WHAT YOU WILL DO »
1. In the passage on cooling automated assays, rewrite everything from "In a heat pipe" down to "the ambient atmosphere.", changing "ambient atmosphere" to "surrounding air".
2. In the passage on cooling automated assays, what does the passive heat transfer approach rely on?

EXCERPT TO READ »
----

Previous thermal management approaches for automated assays used thermoelectric coolers (TECs), which often dissipate heat inconsistently from the sides of a sample calibration area. However, a passive heat transfer approach relies on a copper thermal reservoir, moving heat through heat pipes into a finned heat sink. Extremely precise machining is necessary to achieve the same levels of thermal control as thermoelectric devices — but passive systems meet the challenge of consistent, isothermal performance.



In a heat pipe heat exchanger, heat spreads through a heat pipe and is dissipated through a finned heat sink, where it is rejected to the ambient atmosphere.


Some automated assay devices are ideal settings for heat pipe assemblies. In other applications, a vapor chamber, using convective cooling and condensation, provides optimum isothermalization. Some large and powerful automated assay devices may require a centralized liquid cooling system, which provides reliable thermal control but can be costly and space-consuming. Whichever solution is chosen, assay devices generally require specialty engineered thermal components designed for extremely narrow ∆T windows. Both assay designers and regulatory requirements often calculate the acceptable ∆T and then narrow it further to provide an extra margin of safety. Heat pipes and other passive devices can also be used to cool design elements such as conveyors, with the heat being rejected to outside air using few or no moving parts.

----

GIVEN INFORMATION »

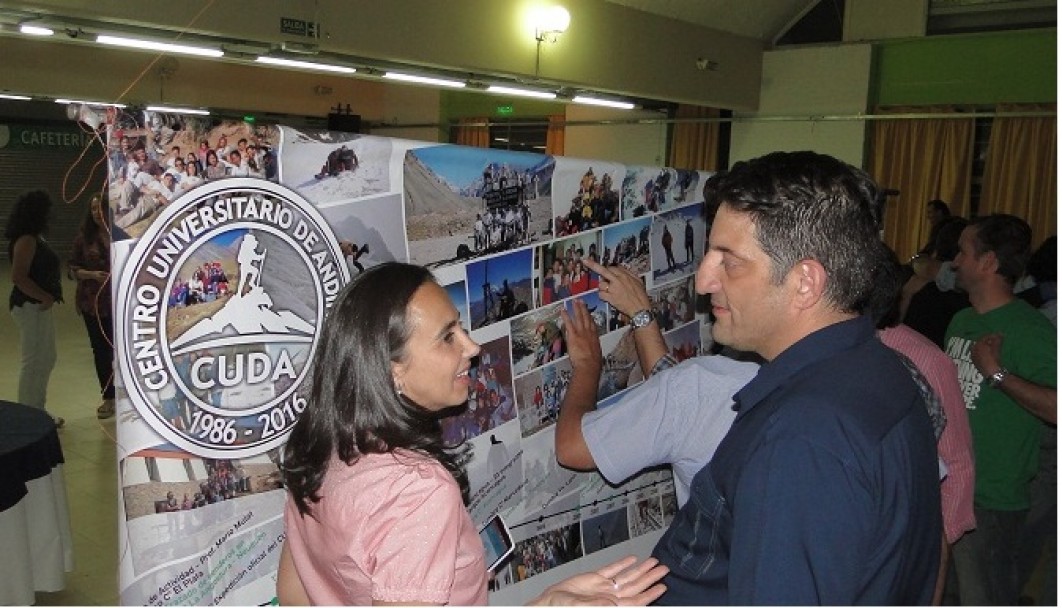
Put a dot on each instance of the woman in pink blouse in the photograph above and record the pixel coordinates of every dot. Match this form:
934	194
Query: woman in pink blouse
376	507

----

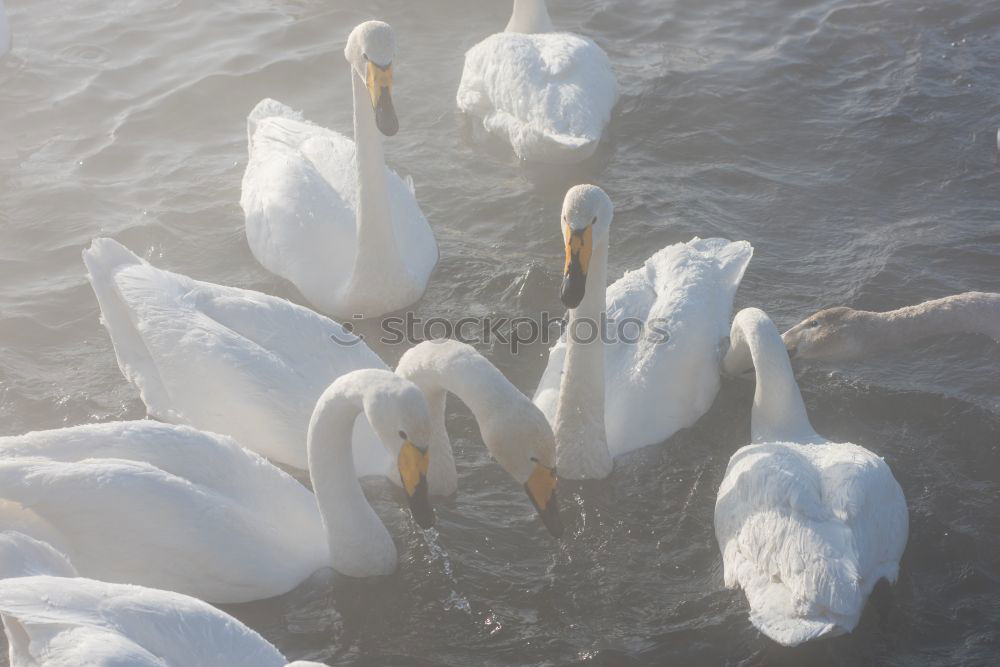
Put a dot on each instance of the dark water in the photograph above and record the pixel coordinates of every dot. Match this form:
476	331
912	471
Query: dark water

----

YOUR WRITTEN ANSWERS »
1.
In a heat pipe heat exchanger, heat spreads through a heat pipe and is dissipated through a finned heat sink, where it is rejected to the surrounding air.

2. A copper thermal reservoir, which moves heat through heat pipes into a finned heat sink.